AUFGABE:
Schreiben Sie den Bericht über Masken- und Testpflicht zum Schulstart im Anschluss an seinen letzten Satz weiter.

SEITENTEXT:
/---
Ungeachtet der derzeit geringen Infektionszahlen im Nordosten hält Martin an der Maskenpflicht an Schulen für die ersten beiden Wochen fest. "Wir müssen sicherstellen, dass die Infektionen mit der Delta-Variante nicht von den Reiserückkehrern in die Schulen getragen werden", sagte sie zur Begründung. Es gelte, "so weit es geht und wo immer es geht", den Präsenzunterricht zu ermöglichen. Dazu solle auch die Testpflicht für Schüler und Lehrer in den ersten beiden Wochen beitragen. Von den wöchentlich zwei Tests ausgenommen sind nachweislich Genesene und vollständig Geimpfte.

Wie es in der zweiten August-Hälfte weitergehe, hänge von der Infektionslage ab und werde anhand der in MV geltenden Corona-Ampel entschieden. Maskenpflicht im Unterricht soll demnach ab Stufe Orange gelten. Wann sie erreicht ist, hängt neben der Sieben-Tage-Inzidenz von mindestens 35 Neuinfektionen je 100 000 Einwohnern in einer Woche auch von der Zahl der Krankenhaus-Einweisungen und der Intensivpatienten ab. Die Testpflicht hingegen ist laut Martin nicht an die Corona-Ampel geknüpft.

Die Ministerin verwies kurz vor Beginn des neuen Schuljahres nochmals eindringlich auf die Bedeutung des Impfens. Eine hohe Impfrate schütze auch die Kinder, die bislang noch nicht geimpft werden könnten und sei ein entscheidender Schlüssel für einen möglichst durchgängigen Präsenzunterricht.

In Rundschreiben an Schulleitungen und Eltern hatte Martin dafür geworben, die Impfangebote zu nutzen. Nach ihren Angaben sind je nach Schule bislang zwischen 80 und 100 Prozent der Lehrkräfte gegen Corona geimpft. Für noch nicht geimpfte Pädagogen und über 16-jährige Schüler soll es von der zweiten Schulwoche an Impfaktionen an Schulen geben.

Die Lehrergewerkschaft GEW erneuerte zum bevorstehenden Schulstart ihre Forderung nach mehr Personal an den Schulen. Die Stundenzuweisungen, nach denen sich die Lehrerzahl bemisst, müssten um einen "Corona-Faktor" erhöht werden, verlangten die GEW-Landesvorsitzenden Annett Lindner und Maik Walm in einer gemeinsamen Erklärung. So solle gewährleistet werden, dass die Kinder von ihrem jeweiligen Stand aus im neuen Schuljahr erfolgreich weiterlernen können. Während der Schulschließungen war der Unterricht von Schule zu Schule sehr unterschiedlich organisiert worden.
\---
BEREITGESTELLTE EINTRÄGE:
/---
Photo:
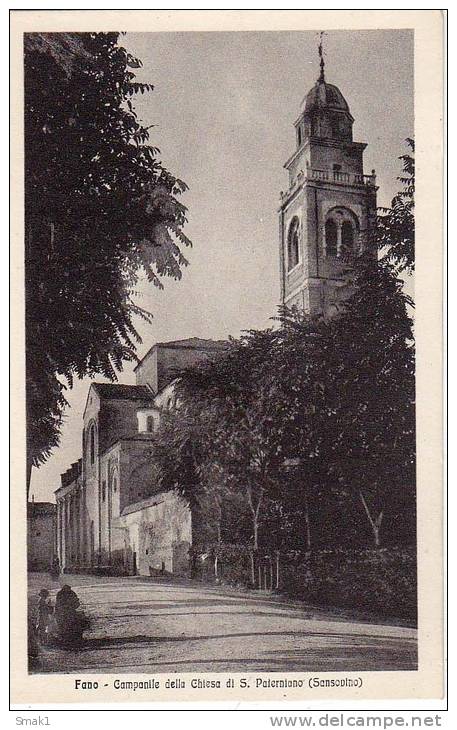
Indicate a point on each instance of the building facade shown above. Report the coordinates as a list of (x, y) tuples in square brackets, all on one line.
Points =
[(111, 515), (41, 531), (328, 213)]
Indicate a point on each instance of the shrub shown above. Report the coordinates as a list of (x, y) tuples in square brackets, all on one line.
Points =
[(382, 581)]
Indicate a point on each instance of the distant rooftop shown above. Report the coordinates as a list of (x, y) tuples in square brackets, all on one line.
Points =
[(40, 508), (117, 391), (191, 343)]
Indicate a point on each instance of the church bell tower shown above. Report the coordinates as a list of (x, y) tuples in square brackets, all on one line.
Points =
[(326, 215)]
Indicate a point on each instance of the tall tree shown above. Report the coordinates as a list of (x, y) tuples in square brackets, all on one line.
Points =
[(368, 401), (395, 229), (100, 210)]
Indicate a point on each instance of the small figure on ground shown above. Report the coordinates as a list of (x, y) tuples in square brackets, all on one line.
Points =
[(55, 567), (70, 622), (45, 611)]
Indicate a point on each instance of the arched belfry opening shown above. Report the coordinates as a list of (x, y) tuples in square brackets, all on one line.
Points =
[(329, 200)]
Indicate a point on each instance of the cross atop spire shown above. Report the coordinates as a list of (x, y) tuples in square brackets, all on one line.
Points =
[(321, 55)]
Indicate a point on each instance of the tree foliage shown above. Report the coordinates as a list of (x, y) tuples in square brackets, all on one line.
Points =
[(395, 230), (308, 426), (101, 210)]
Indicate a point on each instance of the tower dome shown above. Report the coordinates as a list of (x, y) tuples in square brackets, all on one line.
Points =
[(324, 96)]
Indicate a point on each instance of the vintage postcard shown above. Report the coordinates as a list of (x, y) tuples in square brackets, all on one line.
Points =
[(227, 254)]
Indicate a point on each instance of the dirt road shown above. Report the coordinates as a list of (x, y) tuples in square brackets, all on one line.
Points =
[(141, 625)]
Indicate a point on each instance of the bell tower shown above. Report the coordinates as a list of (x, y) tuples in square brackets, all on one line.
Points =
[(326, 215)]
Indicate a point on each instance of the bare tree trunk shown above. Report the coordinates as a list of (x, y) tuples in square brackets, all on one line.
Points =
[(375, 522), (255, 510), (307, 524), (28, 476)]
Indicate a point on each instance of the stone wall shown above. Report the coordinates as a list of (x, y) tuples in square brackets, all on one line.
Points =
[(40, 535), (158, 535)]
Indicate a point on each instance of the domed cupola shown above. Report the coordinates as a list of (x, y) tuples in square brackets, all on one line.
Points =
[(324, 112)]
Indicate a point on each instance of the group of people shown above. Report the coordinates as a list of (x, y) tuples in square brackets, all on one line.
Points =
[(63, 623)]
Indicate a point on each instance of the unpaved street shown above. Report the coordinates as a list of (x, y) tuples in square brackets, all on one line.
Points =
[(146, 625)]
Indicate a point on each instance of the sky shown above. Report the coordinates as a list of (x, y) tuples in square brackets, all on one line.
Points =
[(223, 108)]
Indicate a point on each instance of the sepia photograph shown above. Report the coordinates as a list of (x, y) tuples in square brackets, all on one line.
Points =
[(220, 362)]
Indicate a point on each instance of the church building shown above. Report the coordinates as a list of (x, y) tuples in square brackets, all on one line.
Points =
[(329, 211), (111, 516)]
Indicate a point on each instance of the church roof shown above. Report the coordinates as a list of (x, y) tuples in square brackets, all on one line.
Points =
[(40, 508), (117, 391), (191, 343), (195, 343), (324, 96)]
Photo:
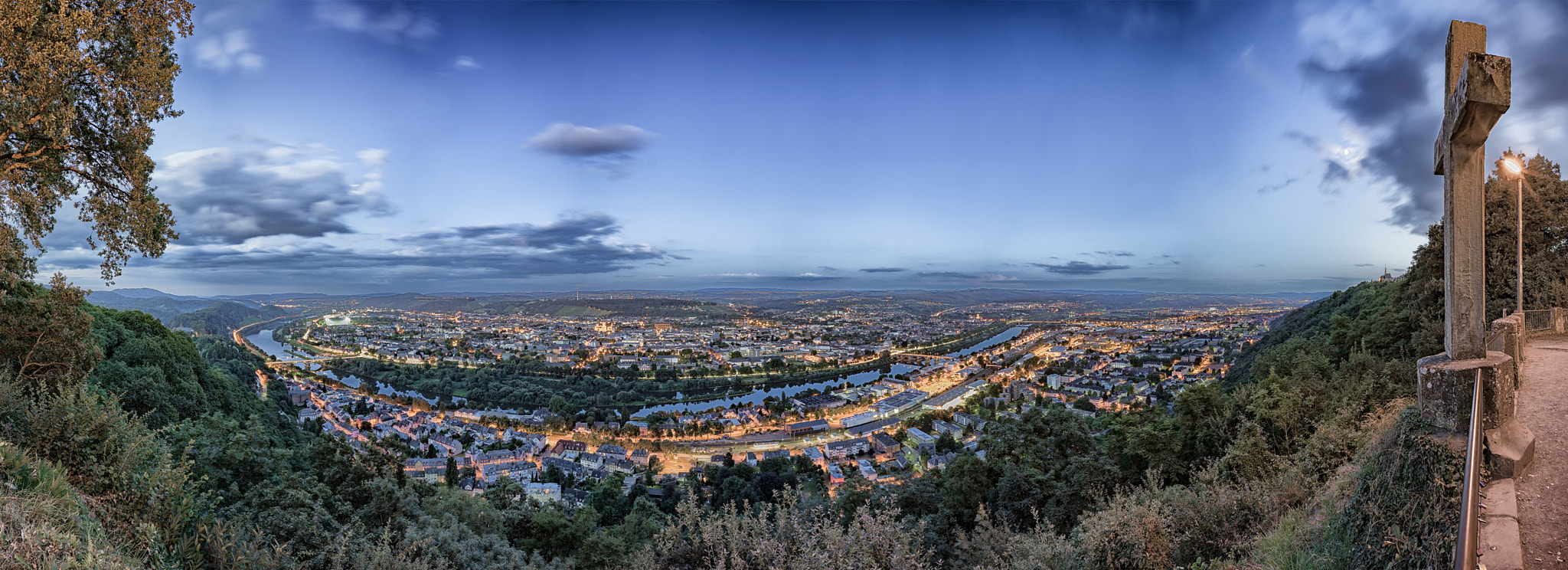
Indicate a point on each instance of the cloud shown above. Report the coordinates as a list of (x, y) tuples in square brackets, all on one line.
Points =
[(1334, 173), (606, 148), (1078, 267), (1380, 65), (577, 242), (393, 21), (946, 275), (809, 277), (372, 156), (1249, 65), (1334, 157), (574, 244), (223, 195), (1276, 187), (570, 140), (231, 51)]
\---
ANTWORT:
Die Grünen erneuerten ihre Kritik an der Schulpolitik. "Zum Start des neuen Schuljahrs gibt es keinerlei Konzept, wie die Schulen mit den Lernlücken aus der Zeit der Schulschließung umgehen sollen. Wir brauchen dafür einen klaren Fahrplan", mahnte Anne Shepley, Spitzenkandidatin für die Landtagswahl. Mit dem Landeselternrat und dem Landesschülerrat bestehe Einigkeit, dass der fehlende Stoff nicht in kurzer Zeit zusätzlich "eingepaukt" werden könne. Deshalb müssten Lehrpläne überarbeitet und Prüfungsanforderungen angepasst werden.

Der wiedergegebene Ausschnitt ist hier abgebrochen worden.